* begin Supplied records *

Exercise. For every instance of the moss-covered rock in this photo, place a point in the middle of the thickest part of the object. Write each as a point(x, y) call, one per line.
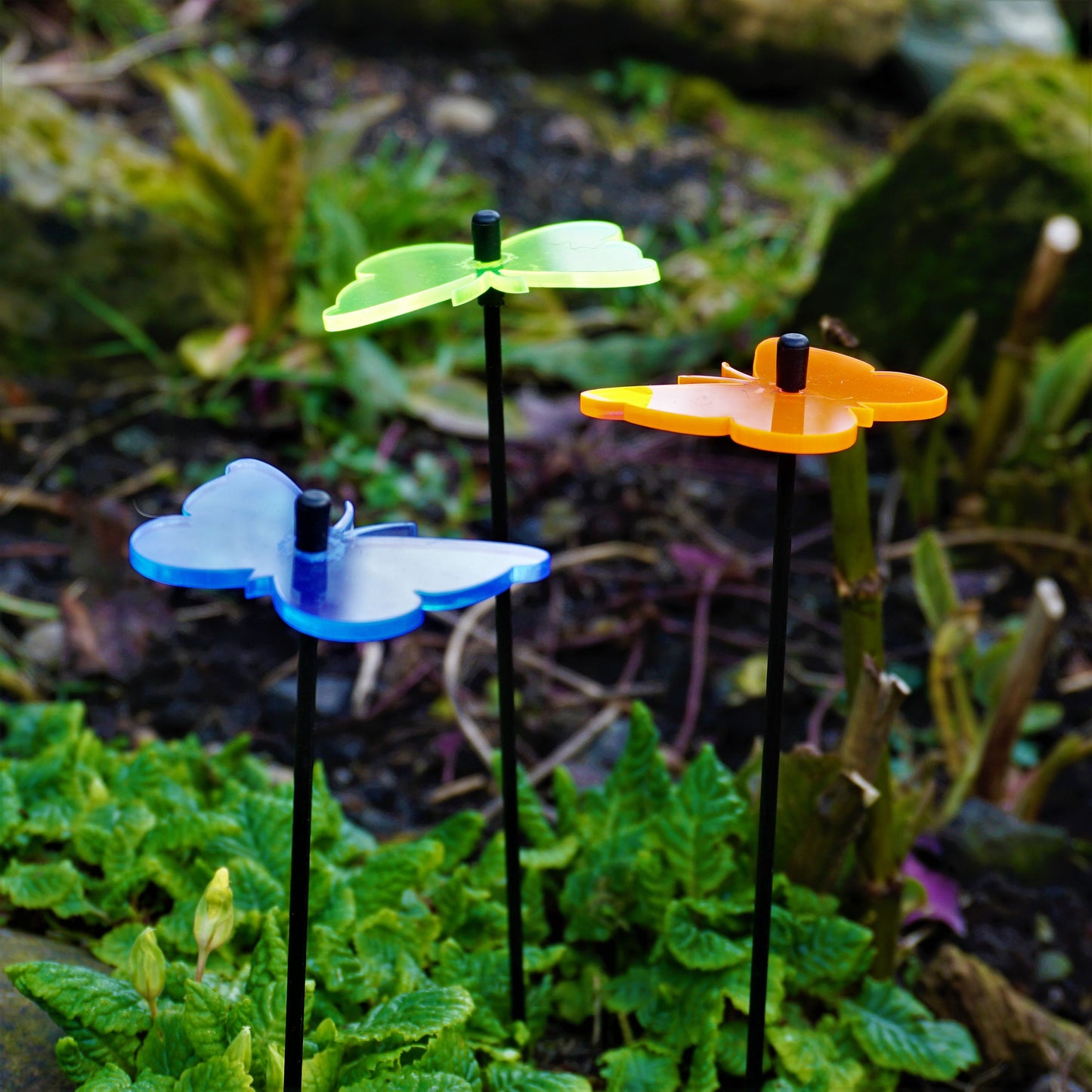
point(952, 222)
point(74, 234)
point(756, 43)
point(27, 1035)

* end Supplied records *
* begin Supplied records *

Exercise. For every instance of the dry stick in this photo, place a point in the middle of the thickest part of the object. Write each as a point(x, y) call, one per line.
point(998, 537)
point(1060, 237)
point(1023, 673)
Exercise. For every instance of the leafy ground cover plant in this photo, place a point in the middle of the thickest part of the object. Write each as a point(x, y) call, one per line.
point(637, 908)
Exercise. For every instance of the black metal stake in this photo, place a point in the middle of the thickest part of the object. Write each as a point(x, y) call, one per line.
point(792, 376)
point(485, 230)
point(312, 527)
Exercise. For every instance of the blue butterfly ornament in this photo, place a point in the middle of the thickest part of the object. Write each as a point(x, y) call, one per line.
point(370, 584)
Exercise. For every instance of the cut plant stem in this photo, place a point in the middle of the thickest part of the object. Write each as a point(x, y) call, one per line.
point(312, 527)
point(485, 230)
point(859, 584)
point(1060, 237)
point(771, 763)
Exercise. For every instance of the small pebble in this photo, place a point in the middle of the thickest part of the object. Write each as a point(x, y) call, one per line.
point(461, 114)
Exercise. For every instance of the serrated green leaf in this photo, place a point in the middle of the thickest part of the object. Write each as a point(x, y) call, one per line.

* end Supplied records *

Task to carry out: Reproduce the entries above word for word, beginning with the line containing "Exercise. For every instance of the moss-covered" and continuing through the line containing "point(27, 1035)". Leave the picture out of your answer.

Final answer:
Exercise. For every instance of the moss-covered rock in this photo, place a point in the middle of the thickest part of the object. Write each as a point(x, y) call, one per line.
point(952, 222)
point(74, 234)
point(756, 43)
point(27, 1035)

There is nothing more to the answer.